→ **PROVIDED PASSAGE**:
To discuss properties of convergence FBDE has, we first introduce a variant of *weak learning assumption* of boosting (Husain et al., 2020; Cranko & Nock, 2019).

**Definition 3.4 (WLA).** A learner  $\text{WL}(\cdot, \cdot)$  satisfies the **weak learning assumption** (WLA) for  $\gamma_P, \gamma_Q \in (0, 1]$  iff for all  $P, Q \in \mathcal{D}(\mathcal{Z})$ ,  $\text{WL}(P, Q)$  produces a *discriminator*  $c : \mathcal{Z} \rightarrow \mathbb{R}$  satisfying  $\mathbb{E}_P[c] \geq C \cdot \gamma_P$  and  $\mathbb{E}_Q[-c] \geq C \cdot \gamma_Q$ .

→ **RECORDED INFORMATION**:

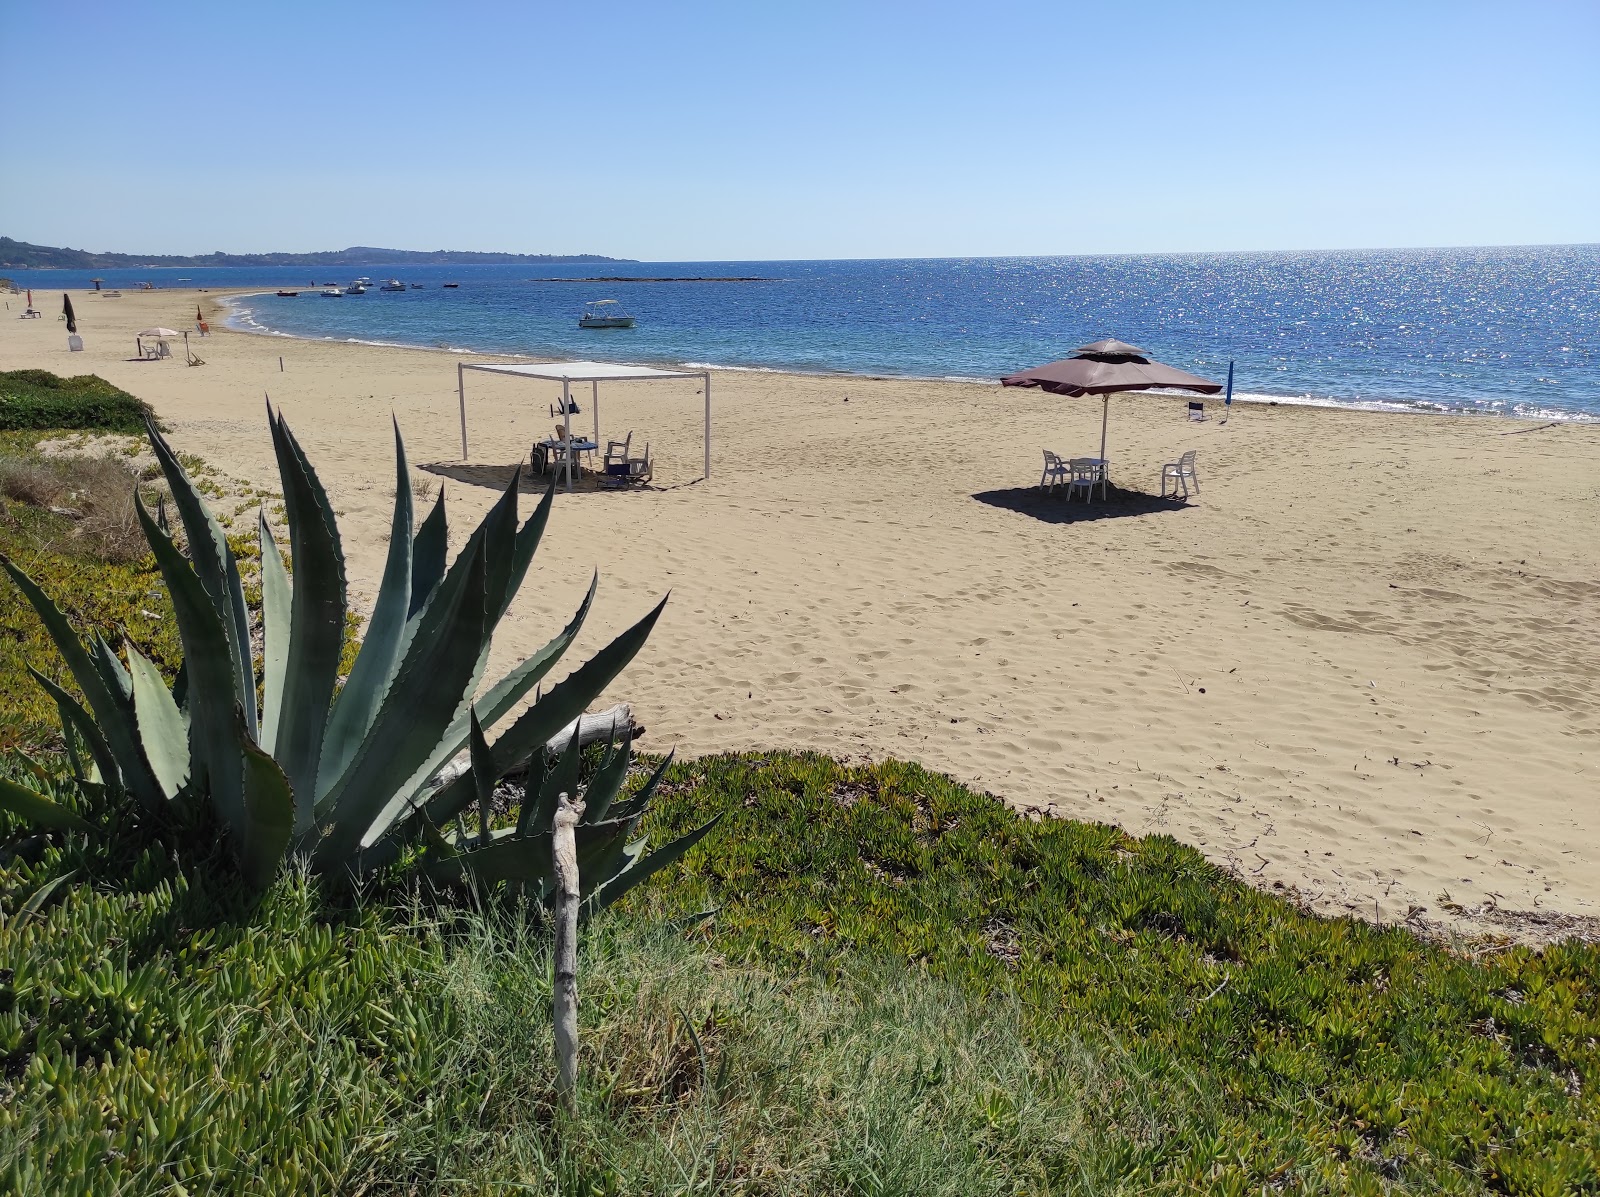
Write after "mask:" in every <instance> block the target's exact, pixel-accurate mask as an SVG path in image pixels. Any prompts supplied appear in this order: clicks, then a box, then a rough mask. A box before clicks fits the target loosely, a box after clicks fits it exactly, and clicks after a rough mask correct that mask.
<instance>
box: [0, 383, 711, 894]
---
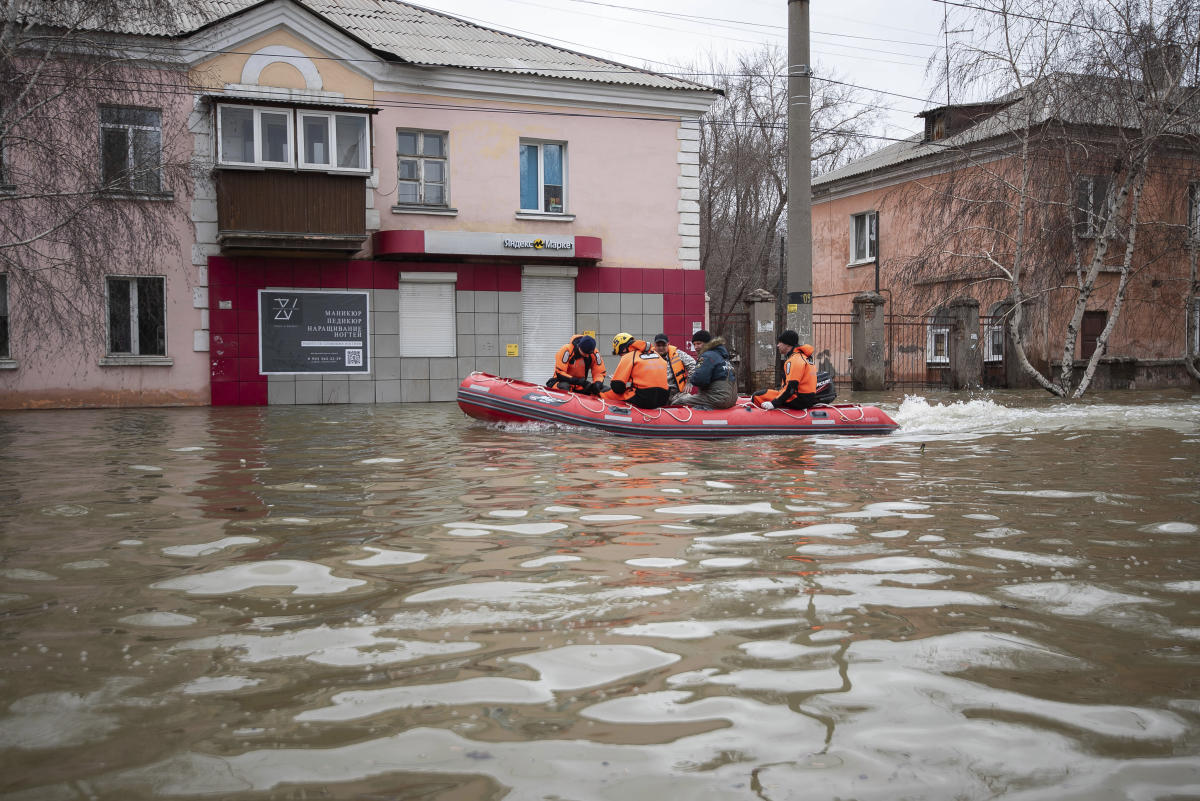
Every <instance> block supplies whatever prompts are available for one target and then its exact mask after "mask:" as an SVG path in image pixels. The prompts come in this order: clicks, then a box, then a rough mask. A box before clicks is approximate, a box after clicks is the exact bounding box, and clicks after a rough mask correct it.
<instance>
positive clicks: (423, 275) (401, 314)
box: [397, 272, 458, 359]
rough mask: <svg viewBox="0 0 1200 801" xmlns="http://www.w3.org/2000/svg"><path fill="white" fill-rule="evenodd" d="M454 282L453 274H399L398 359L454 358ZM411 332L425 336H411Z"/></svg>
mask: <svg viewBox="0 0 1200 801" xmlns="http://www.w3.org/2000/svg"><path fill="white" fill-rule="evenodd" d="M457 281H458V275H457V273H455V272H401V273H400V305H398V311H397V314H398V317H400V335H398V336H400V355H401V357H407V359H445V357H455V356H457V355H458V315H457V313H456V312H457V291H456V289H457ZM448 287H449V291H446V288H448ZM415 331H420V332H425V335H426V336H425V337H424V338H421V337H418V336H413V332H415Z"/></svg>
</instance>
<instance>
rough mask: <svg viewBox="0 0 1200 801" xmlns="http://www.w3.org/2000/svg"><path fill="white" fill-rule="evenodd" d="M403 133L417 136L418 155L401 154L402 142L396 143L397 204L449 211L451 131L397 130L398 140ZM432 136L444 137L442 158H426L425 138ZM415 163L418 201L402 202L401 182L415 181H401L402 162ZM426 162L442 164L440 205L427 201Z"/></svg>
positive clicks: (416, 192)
==
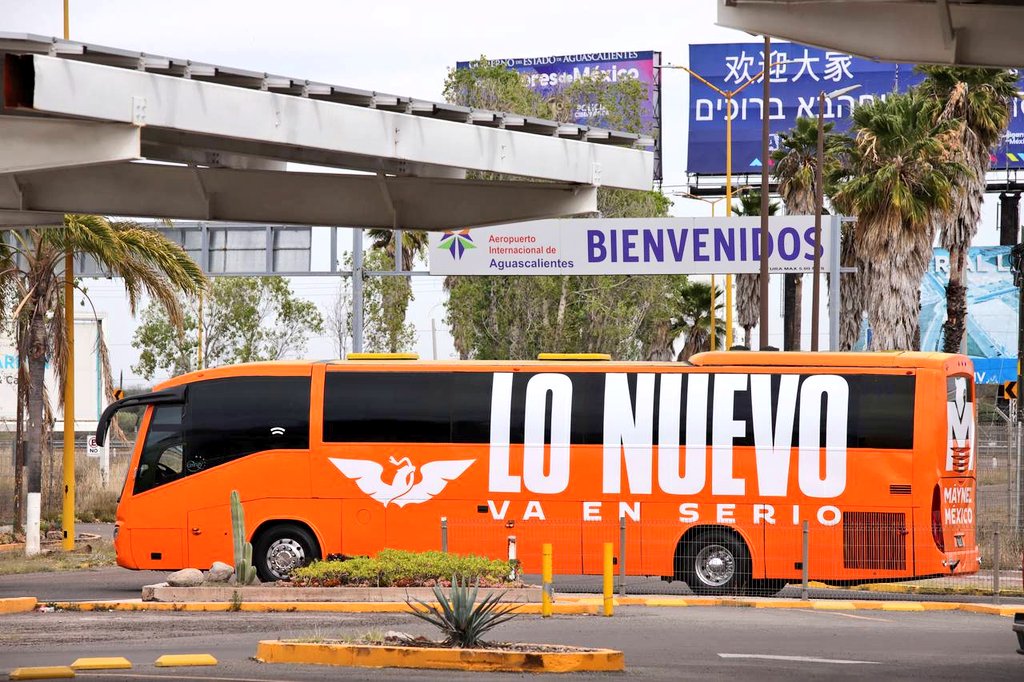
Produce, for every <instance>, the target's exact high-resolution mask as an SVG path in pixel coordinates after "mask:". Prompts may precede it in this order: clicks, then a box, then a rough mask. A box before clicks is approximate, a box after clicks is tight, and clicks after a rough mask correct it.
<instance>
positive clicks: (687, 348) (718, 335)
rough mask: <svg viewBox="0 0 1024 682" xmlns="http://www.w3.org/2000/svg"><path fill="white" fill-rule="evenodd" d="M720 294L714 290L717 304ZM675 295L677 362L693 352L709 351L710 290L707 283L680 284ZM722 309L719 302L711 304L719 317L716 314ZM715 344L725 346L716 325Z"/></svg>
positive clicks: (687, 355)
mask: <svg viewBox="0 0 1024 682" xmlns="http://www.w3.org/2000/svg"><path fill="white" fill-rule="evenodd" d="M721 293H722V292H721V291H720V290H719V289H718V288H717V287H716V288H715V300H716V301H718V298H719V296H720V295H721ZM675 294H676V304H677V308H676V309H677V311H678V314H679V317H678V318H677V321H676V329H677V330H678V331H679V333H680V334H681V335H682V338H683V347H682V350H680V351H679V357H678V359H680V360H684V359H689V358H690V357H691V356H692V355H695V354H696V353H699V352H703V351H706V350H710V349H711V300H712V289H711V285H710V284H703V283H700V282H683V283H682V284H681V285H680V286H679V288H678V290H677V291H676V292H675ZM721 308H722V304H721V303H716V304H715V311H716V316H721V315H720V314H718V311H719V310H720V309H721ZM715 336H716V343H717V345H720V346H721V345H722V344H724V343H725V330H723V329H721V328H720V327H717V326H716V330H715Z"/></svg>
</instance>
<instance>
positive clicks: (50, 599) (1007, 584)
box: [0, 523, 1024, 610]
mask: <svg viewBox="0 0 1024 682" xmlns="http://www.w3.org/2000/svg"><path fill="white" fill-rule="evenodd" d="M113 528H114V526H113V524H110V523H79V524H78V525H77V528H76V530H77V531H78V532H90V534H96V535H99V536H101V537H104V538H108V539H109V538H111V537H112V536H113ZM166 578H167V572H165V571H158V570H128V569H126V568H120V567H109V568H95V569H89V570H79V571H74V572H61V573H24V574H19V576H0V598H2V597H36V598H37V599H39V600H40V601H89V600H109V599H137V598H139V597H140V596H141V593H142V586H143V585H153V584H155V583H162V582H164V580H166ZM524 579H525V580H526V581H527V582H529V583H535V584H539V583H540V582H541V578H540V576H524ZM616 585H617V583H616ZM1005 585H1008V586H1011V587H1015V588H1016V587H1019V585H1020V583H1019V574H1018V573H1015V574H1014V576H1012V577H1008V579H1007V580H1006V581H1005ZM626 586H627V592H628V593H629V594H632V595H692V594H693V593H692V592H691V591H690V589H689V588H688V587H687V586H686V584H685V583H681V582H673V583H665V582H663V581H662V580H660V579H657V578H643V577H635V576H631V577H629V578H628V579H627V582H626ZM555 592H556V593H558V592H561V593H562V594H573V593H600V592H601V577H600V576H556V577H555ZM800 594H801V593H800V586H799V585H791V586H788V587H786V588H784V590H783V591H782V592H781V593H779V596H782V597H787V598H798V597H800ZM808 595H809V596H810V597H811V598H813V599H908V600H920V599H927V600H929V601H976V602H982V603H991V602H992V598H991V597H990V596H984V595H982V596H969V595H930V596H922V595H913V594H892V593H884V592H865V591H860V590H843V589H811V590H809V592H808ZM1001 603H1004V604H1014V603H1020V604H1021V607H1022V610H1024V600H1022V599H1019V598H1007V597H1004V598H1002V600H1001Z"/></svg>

→ **TASKS**:
**A.** Rewrite the part of the passage on the weak learning assumption that begins at the words "To discuss properties" and stops after "C \cdot \gamma_Q$ .", substituting "classifier" for "discriminator".
**B.** Continue the passage on the weak learning assumption, picking up right after its last sentence.

→ **ANSWERS GIVEN**:
**A.**
To discuss properties of convergence FBDE has, we first introduce a variant of *weak learning assumption* of boosting (Husain et al., 2020; Cranko & Nock, 2019).

**Definition 3.4 (WLA).** A learner  $\text{WL}(\cdot, \cdot)$  satisfies the **weak learning assumption** (WLA) for  $\gamma_P, \gamma_Q \in (0, 1]$  iff for all  $P, Q \in \mathcal{D}(\mathcal{Z})$ ,  $\text{WL}(P, Q)$  produces a *classifier*  $c : \mathcal{Z} \rightarrow \mathbb{R}$  satisfying  $\mathbb{E}_P[c] \geq C \cdot \gamma_P$  and  $\mathbb{E}_Q[-c] \geq C \cdot \gamma_Q$ .

**B.**
Intuitively, the WLA constants  $\gamma_P, \gamma_Q$  measures a degree of separability between the two distributions  $P$  and  $Q$  — with  $\gamma_P = \gamma_Q = 1$  giving maximal separability. As such, in our algorithm, as  $Q_t \rightarrow P$  finding higher boosting constants  $\gamma_t$  becomes harder. Although our WLA may appear dissimilar to the typical WLAs which rely on a single inequality (Schapire & Singer, 1999), it has been shown that Definition 3.4 is equivalent (Cranko & Nock, 2019, Appendix Lemma 7). When applying the WLA to FBDE, we refer to constants  $\gamma_P^t, \gamma_Q^t$  when referring to the WL learned via  $\text{WL}(P, Q_{t-1})$ , *i.e.*, learning the  $t^{\text{th}}$  classifier  $c_t$ .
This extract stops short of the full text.